GIVEN REQUEST — Please locate every line in the listing below that contains the string "gray", matching case exactly, and copy each of those lines out in full.

DATASET EXCERPTS —
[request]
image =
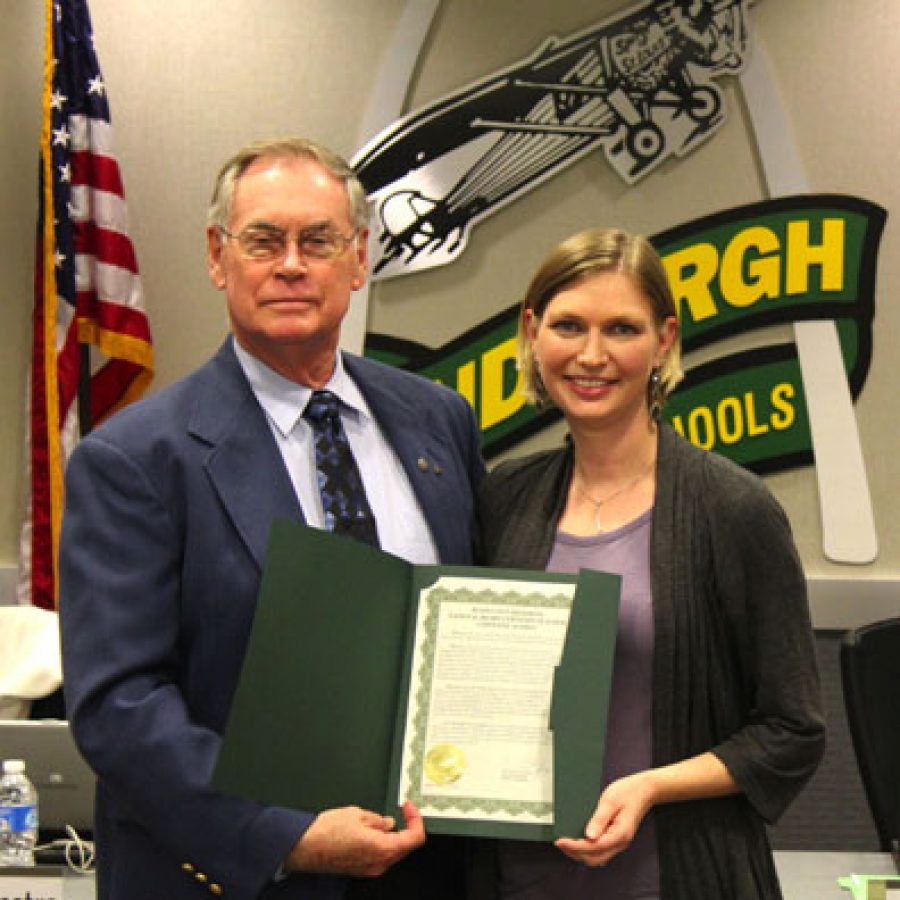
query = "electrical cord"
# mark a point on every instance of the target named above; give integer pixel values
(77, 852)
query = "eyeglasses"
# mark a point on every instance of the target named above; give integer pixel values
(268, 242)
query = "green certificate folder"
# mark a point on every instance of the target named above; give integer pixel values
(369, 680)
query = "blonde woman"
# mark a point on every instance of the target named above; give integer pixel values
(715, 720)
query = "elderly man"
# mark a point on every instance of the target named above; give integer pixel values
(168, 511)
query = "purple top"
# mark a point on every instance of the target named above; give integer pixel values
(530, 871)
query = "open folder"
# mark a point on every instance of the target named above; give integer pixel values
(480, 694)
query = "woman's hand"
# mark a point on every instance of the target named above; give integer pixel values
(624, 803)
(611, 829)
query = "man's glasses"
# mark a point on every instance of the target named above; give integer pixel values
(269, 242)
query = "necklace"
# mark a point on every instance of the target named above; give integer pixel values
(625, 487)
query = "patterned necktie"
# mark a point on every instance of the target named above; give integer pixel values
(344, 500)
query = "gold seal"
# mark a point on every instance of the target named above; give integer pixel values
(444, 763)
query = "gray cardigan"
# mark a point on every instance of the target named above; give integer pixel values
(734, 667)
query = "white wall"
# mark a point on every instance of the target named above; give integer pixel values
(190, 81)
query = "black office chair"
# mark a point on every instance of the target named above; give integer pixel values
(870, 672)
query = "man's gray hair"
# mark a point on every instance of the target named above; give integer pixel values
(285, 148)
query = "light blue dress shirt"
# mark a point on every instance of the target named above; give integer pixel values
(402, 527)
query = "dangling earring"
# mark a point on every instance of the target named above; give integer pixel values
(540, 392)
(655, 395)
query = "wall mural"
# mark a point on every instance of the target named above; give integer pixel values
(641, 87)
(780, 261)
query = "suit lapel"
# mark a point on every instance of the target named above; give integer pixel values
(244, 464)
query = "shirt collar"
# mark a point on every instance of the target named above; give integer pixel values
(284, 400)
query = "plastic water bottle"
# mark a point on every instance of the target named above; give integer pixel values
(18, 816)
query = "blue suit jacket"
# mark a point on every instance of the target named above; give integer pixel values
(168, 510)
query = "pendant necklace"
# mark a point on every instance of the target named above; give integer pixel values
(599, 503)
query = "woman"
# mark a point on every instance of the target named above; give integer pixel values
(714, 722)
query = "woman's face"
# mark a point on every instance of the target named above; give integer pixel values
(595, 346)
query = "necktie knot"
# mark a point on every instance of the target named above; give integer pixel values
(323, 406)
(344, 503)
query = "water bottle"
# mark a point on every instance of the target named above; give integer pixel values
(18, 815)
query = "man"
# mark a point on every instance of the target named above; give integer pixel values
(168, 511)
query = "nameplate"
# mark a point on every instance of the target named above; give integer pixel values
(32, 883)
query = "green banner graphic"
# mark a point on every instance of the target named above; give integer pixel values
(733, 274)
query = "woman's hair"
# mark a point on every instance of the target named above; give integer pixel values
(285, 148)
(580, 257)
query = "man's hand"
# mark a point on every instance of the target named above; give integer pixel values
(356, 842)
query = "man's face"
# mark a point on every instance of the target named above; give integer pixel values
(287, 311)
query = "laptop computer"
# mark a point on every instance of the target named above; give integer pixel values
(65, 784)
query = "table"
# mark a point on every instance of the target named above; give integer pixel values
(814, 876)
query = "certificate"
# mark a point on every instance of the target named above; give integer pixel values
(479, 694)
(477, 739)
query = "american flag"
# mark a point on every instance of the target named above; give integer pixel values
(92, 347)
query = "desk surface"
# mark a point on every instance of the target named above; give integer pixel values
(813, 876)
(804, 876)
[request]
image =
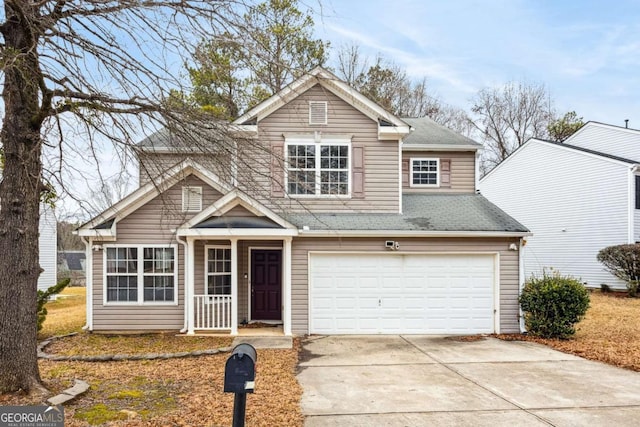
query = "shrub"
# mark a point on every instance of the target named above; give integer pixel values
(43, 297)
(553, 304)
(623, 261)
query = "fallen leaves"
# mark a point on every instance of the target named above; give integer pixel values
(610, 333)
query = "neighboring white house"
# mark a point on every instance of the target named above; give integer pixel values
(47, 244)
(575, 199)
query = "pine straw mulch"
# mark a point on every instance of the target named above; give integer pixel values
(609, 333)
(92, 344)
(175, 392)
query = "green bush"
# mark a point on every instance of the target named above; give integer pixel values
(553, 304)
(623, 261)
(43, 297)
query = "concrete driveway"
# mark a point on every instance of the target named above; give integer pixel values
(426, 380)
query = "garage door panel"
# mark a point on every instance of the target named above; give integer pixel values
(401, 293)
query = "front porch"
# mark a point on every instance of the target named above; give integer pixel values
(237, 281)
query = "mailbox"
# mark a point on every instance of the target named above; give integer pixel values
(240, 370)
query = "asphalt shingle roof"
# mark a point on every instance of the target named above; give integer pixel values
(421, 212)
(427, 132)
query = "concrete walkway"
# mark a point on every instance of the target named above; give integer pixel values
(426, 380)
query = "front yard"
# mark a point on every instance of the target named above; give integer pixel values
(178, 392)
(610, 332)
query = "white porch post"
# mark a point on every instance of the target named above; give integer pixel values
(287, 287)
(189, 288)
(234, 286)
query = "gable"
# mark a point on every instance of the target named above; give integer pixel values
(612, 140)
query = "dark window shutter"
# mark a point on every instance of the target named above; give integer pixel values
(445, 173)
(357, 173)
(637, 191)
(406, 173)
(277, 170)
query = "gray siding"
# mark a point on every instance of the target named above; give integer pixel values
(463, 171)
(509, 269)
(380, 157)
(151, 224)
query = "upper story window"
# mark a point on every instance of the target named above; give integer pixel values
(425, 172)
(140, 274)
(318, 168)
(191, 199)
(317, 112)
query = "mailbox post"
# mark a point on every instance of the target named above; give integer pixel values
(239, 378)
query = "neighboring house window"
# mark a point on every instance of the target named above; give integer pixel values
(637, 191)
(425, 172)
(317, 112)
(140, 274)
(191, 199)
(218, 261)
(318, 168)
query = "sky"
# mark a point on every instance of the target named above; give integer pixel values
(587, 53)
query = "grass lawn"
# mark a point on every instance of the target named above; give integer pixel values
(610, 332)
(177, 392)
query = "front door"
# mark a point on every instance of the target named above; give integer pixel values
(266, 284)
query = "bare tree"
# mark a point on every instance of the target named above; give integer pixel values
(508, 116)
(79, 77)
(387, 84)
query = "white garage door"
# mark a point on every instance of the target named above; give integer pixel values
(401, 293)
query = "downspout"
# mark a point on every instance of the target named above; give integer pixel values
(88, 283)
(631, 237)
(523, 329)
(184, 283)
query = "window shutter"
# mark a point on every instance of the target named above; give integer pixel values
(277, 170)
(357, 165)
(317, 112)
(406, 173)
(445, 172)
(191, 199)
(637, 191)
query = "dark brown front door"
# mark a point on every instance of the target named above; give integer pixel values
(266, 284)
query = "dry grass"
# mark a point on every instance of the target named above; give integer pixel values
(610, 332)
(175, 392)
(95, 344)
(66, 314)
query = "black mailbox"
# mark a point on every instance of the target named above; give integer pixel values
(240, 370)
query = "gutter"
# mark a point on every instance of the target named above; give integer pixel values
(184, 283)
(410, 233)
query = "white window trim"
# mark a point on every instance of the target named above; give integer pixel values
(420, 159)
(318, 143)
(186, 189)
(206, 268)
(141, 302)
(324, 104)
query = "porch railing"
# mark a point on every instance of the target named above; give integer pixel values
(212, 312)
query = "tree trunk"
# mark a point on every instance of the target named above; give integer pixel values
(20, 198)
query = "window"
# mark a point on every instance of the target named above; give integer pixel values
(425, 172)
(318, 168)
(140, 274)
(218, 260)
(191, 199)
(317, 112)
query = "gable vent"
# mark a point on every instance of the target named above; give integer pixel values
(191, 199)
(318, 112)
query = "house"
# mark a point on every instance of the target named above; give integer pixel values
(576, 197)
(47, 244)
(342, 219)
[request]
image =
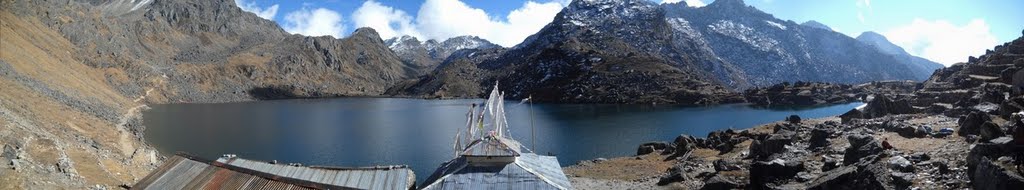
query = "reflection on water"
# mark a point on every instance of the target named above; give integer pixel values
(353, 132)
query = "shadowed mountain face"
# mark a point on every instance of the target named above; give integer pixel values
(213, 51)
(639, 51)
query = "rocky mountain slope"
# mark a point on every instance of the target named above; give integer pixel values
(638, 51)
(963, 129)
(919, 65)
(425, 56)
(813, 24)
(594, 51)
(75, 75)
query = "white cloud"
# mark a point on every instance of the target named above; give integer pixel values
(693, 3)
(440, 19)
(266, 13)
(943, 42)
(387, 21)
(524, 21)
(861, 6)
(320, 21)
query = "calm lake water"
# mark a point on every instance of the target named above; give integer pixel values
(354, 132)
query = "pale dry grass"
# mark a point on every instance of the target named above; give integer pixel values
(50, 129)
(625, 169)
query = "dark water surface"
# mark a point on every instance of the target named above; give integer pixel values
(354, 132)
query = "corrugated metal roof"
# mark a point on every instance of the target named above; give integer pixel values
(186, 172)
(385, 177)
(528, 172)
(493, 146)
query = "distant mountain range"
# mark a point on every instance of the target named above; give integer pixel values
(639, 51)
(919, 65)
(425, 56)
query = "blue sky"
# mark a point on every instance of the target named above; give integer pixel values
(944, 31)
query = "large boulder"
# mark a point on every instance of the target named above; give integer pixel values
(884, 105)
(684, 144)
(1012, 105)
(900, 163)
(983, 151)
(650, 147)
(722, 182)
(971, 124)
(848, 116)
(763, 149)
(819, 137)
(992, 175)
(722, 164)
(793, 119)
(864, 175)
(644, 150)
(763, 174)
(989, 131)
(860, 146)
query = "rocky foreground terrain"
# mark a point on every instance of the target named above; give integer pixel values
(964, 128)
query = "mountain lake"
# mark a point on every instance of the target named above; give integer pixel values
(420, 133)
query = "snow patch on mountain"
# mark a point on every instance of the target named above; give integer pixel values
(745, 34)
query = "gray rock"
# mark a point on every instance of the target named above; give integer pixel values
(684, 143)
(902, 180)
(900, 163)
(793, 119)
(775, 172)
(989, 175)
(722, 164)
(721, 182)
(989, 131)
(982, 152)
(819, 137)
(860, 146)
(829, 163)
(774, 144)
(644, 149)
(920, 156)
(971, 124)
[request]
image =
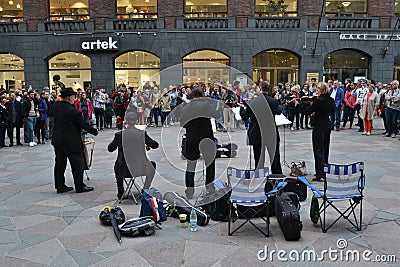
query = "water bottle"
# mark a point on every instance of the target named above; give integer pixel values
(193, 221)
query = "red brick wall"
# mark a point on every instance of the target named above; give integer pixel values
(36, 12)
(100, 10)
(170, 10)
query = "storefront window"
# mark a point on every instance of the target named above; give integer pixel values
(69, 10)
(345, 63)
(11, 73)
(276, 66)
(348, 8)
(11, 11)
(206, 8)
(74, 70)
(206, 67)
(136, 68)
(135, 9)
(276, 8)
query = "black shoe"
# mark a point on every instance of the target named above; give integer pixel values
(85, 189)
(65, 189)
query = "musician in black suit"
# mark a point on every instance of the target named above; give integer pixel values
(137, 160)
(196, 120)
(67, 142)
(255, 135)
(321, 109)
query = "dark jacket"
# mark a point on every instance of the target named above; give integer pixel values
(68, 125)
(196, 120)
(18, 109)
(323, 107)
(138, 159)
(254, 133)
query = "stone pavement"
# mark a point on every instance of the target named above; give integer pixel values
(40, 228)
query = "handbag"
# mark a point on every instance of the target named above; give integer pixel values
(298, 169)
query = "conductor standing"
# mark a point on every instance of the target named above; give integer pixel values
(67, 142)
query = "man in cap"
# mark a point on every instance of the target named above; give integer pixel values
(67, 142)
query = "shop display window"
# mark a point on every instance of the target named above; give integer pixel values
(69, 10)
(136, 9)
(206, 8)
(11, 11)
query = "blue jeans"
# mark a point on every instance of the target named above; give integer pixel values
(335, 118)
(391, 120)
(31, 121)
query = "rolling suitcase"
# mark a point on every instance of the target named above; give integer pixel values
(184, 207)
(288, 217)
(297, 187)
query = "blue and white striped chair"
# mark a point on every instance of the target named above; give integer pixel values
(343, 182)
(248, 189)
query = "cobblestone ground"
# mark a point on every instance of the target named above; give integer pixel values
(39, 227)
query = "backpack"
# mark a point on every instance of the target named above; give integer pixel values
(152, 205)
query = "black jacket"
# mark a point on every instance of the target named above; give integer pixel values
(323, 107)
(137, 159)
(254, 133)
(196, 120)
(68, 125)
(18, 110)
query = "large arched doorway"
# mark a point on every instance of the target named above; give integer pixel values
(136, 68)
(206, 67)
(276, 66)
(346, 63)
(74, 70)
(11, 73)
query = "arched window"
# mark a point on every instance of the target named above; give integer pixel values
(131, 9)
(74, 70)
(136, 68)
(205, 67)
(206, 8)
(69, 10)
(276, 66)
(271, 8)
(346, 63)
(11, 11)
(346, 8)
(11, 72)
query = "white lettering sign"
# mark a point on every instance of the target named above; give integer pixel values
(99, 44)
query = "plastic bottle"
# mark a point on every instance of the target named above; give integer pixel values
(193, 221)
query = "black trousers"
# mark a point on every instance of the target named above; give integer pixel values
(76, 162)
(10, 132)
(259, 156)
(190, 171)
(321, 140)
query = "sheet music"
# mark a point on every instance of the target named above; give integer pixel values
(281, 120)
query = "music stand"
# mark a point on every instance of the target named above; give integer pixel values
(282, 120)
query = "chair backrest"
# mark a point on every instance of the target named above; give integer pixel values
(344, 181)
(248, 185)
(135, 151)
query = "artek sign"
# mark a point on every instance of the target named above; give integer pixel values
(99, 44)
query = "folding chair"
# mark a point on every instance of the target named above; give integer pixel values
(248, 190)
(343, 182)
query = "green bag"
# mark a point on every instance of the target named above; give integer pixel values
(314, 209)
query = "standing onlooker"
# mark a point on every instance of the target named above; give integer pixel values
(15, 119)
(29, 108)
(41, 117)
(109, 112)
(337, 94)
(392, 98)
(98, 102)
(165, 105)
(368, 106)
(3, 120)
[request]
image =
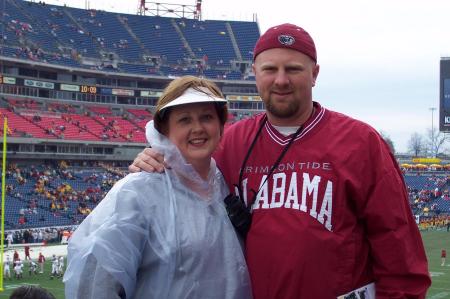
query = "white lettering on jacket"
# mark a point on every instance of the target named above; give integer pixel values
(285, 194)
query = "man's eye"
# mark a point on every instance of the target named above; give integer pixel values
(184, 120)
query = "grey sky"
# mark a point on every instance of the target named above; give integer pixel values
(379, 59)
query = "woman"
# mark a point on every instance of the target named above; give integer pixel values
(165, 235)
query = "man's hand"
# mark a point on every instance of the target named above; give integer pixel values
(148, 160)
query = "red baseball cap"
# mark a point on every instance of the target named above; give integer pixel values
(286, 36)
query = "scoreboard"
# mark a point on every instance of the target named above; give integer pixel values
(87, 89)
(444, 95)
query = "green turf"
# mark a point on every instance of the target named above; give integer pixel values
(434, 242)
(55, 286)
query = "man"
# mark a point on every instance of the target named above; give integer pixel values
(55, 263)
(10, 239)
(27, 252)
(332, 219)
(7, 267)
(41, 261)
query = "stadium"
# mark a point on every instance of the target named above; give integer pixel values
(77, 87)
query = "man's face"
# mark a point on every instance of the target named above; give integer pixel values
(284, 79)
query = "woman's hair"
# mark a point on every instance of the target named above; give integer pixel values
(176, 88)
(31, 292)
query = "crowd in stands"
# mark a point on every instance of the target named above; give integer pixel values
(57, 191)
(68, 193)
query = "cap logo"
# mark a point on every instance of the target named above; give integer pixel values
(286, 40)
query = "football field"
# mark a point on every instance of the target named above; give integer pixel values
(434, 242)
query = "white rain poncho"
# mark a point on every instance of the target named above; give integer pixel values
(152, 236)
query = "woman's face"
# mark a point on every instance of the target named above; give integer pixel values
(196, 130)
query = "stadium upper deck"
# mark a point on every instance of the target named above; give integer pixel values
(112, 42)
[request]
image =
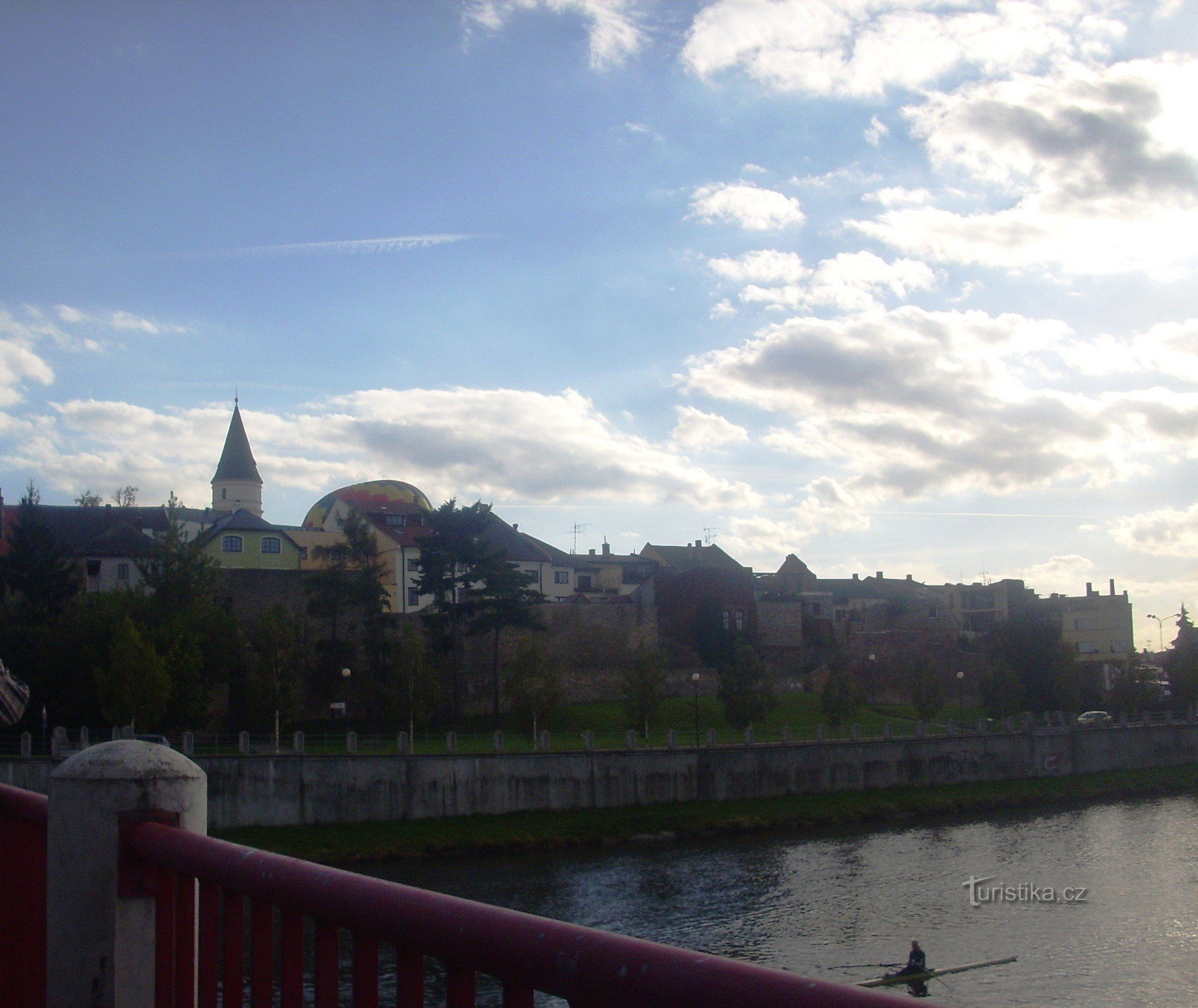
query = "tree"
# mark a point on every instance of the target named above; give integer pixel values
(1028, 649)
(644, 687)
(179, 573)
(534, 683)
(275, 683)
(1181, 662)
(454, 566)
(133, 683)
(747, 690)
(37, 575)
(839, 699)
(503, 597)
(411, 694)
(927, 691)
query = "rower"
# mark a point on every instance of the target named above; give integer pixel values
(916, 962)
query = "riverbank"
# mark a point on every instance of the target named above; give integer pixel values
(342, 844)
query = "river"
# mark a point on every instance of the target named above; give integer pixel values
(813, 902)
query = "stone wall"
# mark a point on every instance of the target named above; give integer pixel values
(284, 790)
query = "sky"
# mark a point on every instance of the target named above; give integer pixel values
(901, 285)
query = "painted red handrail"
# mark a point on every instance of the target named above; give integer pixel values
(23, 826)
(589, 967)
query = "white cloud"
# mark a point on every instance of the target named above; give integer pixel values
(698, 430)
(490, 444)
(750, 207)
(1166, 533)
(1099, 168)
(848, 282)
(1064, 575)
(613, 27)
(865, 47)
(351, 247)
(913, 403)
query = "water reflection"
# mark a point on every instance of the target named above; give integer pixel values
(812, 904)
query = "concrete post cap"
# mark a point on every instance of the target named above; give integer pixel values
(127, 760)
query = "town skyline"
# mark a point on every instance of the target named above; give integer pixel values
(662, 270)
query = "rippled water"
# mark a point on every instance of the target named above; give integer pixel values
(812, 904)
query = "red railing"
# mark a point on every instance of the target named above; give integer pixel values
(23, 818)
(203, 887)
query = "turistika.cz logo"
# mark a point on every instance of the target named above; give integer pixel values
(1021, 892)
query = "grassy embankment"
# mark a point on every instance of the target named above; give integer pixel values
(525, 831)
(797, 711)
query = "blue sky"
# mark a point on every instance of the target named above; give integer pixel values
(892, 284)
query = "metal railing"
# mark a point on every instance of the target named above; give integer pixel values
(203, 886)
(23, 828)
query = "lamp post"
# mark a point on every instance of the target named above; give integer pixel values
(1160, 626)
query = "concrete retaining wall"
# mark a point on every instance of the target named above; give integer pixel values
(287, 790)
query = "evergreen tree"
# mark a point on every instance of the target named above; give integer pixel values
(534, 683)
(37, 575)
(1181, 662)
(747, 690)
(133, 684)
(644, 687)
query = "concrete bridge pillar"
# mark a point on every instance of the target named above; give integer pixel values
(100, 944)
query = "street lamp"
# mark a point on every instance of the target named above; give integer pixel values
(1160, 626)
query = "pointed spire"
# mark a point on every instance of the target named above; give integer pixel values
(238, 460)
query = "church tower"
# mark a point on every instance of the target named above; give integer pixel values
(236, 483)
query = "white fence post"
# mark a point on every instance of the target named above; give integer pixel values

RESULT OF THE EXERCISE —
query = "gray cardigan"
query = "man's gray hair"
query = "gray siding"
query = "gray rock"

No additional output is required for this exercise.